[Coordinate annotation entries]
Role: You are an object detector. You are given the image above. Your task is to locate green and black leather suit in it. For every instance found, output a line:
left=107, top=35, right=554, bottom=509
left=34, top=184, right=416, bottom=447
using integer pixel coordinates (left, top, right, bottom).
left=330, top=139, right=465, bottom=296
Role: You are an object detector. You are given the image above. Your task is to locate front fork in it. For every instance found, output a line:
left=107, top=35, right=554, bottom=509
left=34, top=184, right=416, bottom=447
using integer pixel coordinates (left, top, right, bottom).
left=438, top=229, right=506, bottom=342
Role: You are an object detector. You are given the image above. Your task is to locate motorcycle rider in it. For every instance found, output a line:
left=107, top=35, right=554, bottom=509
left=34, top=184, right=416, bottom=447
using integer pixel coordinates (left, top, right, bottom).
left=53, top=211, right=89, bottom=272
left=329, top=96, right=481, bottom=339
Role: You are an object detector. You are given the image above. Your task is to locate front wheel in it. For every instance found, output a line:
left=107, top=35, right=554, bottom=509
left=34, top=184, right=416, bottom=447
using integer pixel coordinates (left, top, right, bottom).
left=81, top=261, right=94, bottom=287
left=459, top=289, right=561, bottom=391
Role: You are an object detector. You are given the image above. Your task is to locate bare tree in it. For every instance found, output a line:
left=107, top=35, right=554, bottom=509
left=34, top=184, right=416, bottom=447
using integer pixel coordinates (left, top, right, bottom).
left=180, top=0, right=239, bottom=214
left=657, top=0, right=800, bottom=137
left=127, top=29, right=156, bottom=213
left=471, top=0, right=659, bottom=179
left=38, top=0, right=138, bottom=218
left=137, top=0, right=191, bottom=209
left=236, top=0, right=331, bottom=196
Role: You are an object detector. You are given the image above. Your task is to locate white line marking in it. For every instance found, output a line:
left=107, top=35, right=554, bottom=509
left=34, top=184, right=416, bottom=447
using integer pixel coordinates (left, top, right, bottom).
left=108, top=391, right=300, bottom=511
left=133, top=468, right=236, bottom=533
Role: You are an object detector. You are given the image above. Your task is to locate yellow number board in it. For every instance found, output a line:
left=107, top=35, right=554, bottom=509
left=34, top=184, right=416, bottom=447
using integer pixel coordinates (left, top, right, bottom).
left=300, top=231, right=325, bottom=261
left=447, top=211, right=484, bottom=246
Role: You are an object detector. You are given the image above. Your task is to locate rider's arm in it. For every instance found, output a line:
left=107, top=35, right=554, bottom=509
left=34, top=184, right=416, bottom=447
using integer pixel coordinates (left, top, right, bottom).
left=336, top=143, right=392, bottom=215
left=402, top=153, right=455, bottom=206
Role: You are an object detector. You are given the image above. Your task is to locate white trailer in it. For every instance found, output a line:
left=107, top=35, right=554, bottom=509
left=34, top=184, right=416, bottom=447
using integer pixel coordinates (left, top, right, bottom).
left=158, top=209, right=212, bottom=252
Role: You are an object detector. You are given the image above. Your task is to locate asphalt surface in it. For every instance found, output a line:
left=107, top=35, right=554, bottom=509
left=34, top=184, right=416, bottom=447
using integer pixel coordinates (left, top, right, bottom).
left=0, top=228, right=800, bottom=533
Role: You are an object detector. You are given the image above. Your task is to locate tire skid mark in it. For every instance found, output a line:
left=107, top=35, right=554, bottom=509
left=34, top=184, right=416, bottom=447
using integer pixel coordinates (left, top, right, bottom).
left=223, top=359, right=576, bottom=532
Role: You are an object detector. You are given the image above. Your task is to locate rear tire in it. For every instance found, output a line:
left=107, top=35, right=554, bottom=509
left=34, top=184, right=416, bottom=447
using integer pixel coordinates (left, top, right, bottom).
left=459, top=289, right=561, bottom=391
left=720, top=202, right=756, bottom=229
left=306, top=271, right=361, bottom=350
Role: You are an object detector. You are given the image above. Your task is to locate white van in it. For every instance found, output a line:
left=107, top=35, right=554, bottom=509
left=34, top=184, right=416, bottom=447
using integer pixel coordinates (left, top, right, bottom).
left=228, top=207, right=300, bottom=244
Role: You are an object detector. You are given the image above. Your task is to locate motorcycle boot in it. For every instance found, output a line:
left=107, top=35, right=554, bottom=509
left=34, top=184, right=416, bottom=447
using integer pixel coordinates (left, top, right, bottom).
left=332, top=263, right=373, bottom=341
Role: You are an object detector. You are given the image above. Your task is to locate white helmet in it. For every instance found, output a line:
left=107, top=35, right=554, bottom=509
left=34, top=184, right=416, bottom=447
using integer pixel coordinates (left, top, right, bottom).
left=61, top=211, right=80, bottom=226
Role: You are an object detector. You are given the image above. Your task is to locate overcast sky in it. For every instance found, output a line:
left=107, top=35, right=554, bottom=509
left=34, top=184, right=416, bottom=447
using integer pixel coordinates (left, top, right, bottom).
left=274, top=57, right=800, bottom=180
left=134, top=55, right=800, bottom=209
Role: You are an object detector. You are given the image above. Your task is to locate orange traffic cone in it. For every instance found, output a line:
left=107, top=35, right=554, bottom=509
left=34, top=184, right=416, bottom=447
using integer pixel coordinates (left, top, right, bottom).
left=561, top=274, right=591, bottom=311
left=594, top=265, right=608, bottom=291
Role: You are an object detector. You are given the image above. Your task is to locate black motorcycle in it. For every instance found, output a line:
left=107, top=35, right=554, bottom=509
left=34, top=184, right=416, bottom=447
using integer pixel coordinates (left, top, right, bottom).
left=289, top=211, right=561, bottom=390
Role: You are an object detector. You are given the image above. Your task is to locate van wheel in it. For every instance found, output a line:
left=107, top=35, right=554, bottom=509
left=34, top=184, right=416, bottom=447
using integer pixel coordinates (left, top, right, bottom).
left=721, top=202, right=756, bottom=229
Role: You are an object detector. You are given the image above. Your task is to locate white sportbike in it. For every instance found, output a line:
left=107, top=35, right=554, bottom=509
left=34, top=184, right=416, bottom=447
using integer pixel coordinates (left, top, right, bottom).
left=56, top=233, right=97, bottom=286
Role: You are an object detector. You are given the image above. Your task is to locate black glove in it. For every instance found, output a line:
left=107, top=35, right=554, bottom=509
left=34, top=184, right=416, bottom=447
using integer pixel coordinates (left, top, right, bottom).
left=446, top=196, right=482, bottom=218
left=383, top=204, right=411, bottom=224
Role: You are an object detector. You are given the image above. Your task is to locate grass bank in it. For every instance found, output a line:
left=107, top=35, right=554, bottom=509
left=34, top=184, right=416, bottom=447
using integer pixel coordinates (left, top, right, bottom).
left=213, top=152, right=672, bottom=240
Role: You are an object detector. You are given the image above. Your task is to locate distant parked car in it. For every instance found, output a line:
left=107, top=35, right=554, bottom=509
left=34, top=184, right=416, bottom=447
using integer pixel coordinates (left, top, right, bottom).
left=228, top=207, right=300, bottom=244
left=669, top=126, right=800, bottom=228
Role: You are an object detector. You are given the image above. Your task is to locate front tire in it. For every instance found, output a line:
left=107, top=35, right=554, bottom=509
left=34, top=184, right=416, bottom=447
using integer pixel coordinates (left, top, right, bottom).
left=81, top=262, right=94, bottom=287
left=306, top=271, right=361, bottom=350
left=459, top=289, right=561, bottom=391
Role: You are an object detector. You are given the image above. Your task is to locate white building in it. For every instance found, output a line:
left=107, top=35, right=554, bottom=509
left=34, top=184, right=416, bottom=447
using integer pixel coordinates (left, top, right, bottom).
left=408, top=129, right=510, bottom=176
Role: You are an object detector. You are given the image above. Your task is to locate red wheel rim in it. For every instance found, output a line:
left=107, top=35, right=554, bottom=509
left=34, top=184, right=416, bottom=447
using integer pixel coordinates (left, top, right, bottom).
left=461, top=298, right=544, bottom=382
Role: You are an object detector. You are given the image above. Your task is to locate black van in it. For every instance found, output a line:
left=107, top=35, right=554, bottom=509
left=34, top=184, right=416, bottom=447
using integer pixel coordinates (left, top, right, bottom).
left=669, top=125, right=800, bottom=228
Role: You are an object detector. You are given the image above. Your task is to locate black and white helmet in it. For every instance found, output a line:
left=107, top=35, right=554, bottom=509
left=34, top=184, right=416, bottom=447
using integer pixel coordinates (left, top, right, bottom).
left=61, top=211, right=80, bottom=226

▶ [INSTRUCTION]
Write out the rows from the line with "to locate orange" up to and including the line with "left=721, top=202, right=756, bottom=229", character for character and nothing else.

▶ [SOLUTION]
Role: You are an object detector. You are given the image above. Your task is to locate orange traffic cone in it. For every instance found, output a line:
left=107, top=35, right=554, bottom=509
left=34, top=184, right=416, bottom=447
using integer pixel coordinates (left, top, right, bottom).
left=561, top=274, right=591, bottom=311
left=594, top=265, right=608, bottom=291
Role: You are an object detector. You are given the image above. Your task is to locate black motorcycle in it. For every instance found, output a line:
left=107, top=35, right=554, bottom=509
left=34, top=184, right=416, bottom=447
using integer pixel coordinates (left, top, right, bottom).
left=289, top=211, right=561, bottom=390
Role: You are an object detector. You are given the image above. Your task is to locate van wheel in it. For every instance found, output a line:
left=107, top=35, right=554, bottom=509
left=34, top=184, right=416, bottom=447
using integer pixel coordinates (left, top, right, bottom).
left=721, top=202, right=756, bottom=229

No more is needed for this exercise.